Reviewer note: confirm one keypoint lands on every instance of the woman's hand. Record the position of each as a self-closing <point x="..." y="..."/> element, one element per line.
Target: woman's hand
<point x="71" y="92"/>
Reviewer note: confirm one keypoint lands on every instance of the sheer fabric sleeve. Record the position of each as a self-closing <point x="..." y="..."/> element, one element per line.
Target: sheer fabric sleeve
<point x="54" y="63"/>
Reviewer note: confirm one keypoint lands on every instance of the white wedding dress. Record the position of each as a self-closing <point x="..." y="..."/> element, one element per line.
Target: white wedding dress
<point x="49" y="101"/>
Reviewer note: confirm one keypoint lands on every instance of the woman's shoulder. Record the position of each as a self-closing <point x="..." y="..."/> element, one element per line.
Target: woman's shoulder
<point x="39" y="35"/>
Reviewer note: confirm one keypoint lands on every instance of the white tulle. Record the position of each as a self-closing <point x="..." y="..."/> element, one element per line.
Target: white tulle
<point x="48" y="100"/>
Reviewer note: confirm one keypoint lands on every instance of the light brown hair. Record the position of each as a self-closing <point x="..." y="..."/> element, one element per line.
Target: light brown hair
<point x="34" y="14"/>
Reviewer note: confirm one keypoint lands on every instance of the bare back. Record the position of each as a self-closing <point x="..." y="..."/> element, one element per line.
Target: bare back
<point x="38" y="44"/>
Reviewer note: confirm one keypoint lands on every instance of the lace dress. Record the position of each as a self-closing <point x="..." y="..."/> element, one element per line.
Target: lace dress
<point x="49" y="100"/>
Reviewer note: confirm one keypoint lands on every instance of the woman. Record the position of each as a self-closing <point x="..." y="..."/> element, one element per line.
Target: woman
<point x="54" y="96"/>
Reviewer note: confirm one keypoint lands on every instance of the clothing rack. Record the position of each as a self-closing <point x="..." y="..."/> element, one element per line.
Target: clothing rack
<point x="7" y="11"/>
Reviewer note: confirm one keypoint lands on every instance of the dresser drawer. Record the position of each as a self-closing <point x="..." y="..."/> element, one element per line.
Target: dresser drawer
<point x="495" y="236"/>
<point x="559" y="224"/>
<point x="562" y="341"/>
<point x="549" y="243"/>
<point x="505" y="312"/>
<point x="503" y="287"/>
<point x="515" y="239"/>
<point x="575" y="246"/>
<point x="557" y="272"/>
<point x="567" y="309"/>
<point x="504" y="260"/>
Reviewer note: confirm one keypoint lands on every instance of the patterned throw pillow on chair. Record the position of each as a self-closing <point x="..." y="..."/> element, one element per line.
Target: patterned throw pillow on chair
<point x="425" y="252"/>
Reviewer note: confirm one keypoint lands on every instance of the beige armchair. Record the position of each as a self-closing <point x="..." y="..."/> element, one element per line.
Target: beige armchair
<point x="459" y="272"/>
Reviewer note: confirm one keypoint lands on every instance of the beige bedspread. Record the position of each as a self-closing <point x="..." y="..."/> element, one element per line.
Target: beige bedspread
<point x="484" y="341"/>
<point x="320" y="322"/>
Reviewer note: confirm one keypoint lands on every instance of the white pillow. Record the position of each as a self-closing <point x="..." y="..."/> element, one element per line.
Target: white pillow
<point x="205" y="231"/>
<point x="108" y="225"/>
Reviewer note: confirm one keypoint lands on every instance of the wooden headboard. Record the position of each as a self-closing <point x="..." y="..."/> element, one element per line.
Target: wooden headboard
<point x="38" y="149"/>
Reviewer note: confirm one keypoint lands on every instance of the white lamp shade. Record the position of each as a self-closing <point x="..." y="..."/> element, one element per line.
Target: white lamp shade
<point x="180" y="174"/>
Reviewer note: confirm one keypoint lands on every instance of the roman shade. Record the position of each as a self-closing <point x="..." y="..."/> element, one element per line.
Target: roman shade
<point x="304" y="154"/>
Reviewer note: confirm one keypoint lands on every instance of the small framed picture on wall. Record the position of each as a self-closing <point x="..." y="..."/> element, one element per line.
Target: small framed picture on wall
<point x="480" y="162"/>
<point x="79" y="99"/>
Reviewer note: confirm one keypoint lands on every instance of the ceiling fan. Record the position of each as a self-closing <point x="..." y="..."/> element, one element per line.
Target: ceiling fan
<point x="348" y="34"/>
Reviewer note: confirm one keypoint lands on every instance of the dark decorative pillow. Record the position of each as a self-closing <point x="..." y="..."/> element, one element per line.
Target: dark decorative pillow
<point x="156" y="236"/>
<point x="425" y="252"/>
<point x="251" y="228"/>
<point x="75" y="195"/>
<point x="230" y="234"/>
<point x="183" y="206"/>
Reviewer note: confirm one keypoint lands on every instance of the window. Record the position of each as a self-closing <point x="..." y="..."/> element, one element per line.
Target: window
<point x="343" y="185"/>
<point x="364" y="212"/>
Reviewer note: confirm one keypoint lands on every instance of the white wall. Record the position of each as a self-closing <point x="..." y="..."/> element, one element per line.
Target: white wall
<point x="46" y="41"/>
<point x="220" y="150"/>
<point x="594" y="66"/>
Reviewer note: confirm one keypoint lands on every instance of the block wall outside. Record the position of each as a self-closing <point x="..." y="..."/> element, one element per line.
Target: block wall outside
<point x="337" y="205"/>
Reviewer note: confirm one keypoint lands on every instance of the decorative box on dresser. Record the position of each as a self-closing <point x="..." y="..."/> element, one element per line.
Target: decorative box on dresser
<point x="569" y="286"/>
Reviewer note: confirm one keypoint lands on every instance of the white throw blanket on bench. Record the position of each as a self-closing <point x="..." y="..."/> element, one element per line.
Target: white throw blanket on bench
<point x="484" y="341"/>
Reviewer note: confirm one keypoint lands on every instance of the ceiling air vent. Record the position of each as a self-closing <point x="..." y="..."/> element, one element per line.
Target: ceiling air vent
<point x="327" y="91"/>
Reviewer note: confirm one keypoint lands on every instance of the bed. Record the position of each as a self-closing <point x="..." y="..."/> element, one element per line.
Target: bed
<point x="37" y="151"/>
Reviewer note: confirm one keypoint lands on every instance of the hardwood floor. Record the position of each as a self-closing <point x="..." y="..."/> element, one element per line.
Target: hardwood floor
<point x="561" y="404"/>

* About this exercise
Within the data above, the lines from the one with "Target: white wedding dress" to the one with "of the dresser" must be repeated exactly; no other line belongs in the answer.

* Result for this exercise
Target: white wedding dress
<point x="49" y="101"/>
Reviewer note: confirm one keypoint lands on every instance of the woman's shoulder. Record the position of each as a self-closing <point x="..." y="..."/> element, one element per line.
Target: woman's shoulder
<point x="39" y="35"/>
Reviewer note: confirm one keypoint lands on every instance of the white tulle. Record the position of each as a self-closing <point x="..." y="..."/> element, one element per line.
Target: white tulle
<point x="48" y="100"/>
Reviewer note: confirm one keypoint lands on every instance of the light brown hair. Record the position of each as a self-closing <point x="..." y="..."/> element, one element per line.
Target: light brown hair
<point x="34" y="14"/>
Reviewer note: confirm one keypoint lands on every instance of the bare back. Record the position of each as a self-closing <point x="..." y="..."/> element, one element per line.
Target: bare back
<point x="38" y="44"/>
Reviewer note: confirm one keypoint lands on every instance of the lace dress. Record the position of each as a self-closing <point x="..." y="..."/> element, one element per line.
Target: lace dress
<point x="49" y="100"/>
Reviewer note: confirm one keypoint lands on every instance of the woman. Record the position of each as a self-closing <point x="..." y="..."/> element, one element per line.
Target: woman
<point x="54" y="96"/>
Reviewer note: confirm one keypoint lands on every instance of the clothing rack. Record the position of each as a self-closing <point x="..." y="..."/> element, one element per line.
Target: clothing rack
<point x="7" y="11"/>
Reviewer note: confirm one keypoint lands on every instance of the dresser drawer. Record the position of each as a self-closing <point x="..." y="..."/> element, one element per line.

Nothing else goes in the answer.